C'est donc un récit oedipien dont il est question, dans le triangle père, mère et enfant, tous trois s'aimant mais ayant des goûts dissemblables, des exigences opposées, car la mère est un peu exclue, car son angoisse de voir sa fille jouer ces jeux dangereux (avec le lion) ou excitant sa jalousie (avec son mari) va croissant lorsque ces jeux contre nature se multiplient, car, surtout, comme son nom l'indique, Sybil, elle a le don de divination et le tourment corrélatif.
Ce triangle oedipien se déplace en effet depuis le père jusqu'au lion, dont Patricia se sent à la fois mère, puisqu'elle l'a nourri, fille vu leur taille respective, et femme. D'ou la jalousie qu'elle essaie d'endormir vis à vis de sa mère, par une sorte de pitié puisqu'elle sait que son père et elle forment couple, mais qui se révèle, forte, passionnée, haineuse, irrémédiable vis à vis des femelles du lion.
Car les femelles apparaissent, avec leur progéniture, et elles aussi veulent défendre leur bien, leur mâle, il est à elles.
##########
OBJECTIFS:
a – D'après l'extrait choisi, de quel don Sybil est-elle dotée ?
b – Reformulez sous forme de liste le paragraphe de l'extrait choisi qui commence par « Ce triangle oedipien se déplace », en conservant ses faits essentiels.

DONNÉES:
##########
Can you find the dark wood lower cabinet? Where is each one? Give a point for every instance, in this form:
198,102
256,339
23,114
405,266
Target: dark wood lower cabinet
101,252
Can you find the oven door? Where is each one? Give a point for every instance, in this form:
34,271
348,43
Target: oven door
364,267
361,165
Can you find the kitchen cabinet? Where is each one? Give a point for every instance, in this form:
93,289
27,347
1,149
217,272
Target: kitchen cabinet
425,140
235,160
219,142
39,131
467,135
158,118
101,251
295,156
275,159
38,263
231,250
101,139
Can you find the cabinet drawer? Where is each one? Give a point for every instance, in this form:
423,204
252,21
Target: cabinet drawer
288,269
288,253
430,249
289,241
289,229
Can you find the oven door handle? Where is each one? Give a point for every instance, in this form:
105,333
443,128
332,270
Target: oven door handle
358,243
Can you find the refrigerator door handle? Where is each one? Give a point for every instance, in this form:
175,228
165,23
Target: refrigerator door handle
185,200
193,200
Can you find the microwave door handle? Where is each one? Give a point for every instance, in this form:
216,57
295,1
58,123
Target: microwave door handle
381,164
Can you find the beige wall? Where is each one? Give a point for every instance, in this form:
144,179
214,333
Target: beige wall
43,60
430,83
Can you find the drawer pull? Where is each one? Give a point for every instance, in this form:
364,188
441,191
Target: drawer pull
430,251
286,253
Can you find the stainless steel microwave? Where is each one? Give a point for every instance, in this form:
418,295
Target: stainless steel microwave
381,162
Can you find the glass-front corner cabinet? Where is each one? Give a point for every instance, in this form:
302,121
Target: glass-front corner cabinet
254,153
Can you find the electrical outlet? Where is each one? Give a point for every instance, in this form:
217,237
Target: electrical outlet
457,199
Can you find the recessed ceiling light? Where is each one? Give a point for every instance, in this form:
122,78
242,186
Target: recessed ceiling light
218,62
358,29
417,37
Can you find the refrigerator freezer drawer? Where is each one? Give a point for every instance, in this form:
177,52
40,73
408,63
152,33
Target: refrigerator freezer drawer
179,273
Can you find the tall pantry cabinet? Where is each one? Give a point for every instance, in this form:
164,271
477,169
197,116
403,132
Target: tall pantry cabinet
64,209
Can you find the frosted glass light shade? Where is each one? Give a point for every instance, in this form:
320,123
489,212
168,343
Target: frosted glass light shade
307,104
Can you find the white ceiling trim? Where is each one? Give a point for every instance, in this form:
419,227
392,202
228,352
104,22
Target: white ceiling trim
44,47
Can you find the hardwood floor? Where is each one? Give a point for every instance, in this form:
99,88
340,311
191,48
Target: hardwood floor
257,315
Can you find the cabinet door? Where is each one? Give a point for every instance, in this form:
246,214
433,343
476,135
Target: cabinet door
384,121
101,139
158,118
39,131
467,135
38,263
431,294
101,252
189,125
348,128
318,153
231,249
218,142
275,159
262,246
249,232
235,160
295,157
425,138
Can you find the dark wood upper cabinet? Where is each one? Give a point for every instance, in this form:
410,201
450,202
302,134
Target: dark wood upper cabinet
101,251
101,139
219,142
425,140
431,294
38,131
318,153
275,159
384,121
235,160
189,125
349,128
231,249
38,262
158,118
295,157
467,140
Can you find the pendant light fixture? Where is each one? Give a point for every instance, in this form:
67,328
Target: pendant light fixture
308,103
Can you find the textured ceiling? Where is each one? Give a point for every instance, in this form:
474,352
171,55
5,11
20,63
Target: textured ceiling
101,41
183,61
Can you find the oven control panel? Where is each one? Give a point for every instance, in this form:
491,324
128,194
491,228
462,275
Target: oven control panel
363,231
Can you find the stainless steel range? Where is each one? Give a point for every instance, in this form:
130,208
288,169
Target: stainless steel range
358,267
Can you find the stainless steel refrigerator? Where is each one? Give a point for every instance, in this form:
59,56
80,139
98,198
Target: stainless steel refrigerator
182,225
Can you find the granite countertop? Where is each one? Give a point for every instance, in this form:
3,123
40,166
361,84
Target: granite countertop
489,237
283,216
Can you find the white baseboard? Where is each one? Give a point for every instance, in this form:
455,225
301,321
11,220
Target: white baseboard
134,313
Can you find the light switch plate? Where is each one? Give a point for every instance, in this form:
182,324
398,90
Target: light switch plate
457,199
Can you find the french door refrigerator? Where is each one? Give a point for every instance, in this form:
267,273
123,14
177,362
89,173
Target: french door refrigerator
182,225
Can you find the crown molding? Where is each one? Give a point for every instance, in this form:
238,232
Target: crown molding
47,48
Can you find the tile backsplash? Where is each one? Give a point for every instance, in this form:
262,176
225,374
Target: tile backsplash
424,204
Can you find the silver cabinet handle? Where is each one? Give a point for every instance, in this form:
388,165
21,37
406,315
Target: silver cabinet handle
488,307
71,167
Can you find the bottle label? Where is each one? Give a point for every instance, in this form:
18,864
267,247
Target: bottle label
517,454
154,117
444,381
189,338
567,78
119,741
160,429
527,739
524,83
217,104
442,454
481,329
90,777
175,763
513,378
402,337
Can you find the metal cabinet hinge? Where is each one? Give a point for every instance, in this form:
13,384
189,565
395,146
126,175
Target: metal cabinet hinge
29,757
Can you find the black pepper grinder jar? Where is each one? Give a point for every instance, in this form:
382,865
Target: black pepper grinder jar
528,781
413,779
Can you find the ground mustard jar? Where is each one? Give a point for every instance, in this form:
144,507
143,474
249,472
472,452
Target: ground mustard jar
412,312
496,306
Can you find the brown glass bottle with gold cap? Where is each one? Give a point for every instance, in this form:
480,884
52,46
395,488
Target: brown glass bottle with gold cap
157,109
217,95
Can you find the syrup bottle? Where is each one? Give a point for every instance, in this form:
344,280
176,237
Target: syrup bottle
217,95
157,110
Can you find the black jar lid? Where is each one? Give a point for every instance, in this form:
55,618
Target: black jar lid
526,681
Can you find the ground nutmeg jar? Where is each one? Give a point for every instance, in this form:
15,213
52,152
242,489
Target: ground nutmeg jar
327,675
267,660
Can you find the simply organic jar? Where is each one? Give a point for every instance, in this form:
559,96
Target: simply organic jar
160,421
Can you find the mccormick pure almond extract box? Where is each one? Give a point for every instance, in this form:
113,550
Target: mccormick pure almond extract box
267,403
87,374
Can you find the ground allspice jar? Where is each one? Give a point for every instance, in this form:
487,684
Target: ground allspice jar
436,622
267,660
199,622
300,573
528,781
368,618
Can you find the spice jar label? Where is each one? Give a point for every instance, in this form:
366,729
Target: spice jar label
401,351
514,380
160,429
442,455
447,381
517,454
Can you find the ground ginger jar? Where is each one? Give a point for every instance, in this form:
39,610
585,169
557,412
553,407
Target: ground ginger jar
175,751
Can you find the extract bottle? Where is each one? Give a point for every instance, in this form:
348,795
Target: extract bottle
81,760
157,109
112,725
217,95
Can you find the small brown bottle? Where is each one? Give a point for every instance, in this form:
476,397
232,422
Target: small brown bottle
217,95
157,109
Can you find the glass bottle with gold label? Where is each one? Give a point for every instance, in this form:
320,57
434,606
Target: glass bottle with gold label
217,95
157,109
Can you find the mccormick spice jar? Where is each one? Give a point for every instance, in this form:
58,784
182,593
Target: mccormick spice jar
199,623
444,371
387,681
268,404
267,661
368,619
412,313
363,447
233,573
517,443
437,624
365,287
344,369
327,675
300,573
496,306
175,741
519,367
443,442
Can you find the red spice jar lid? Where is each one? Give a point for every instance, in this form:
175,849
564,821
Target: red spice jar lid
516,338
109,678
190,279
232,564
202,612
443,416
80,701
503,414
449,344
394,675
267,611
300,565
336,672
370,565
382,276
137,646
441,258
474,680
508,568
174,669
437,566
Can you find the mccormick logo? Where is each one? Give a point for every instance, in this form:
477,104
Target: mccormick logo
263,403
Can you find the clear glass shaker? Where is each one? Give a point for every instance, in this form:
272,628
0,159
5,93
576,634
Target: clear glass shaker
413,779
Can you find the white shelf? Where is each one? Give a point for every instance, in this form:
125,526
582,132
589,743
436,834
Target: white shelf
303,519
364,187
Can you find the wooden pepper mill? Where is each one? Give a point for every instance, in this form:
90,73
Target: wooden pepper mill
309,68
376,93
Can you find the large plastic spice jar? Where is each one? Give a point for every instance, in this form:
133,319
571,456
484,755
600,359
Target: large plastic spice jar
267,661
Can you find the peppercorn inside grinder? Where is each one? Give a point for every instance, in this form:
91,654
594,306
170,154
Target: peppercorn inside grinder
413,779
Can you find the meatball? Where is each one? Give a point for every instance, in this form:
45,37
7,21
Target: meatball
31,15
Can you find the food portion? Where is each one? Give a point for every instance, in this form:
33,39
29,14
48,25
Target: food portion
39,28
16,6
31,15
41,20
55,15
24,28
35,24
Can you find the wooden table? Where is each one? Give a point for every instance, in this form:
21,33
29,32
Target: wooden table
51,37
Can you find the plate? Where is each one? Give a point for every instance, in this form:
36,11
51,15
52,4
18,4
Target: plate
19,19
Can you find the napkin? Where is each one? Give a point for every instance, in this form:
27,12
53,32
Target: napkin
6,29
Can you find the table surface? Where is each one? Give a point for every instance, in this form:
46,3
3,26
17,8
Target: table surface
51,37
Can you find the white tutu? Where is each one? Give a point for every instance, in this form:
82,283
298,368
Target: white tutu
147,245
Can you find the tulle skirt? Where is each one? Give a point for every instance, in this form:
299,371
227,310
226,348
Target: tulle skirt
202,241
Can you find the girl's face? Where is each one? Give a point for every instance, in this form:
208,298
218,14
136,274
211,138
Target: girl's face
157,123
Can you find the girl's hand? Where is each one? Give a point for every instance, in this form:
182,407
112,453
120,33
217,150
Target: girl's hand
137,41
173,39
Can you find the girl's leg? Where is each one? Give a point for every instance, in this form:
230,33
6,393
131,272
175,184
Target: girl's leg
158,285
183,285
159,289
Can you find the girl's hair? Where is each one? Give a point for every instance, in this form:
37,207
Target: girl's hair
##########
RÉPONSES AUX CONSIGNES:
a – Sybil possède le don de divination, accompagné du tourment qui lui est corrélatif.

b –
- Le triangle oedipien se déplace du père vers le lion.
- Envers le lion, Patricia se sent à la fois mère, puisqu'elle l'a nourri, fille, vu leur taille respective, et femme.
- Elle essaie d'endormir sa jalousie envers sa mère par une sorte de pitié, car elle sait que son père et elle forment couple.
- Envers les femelles du lion, cette jalousie se révèle forte, passionnée, haineuse et irrémédiable.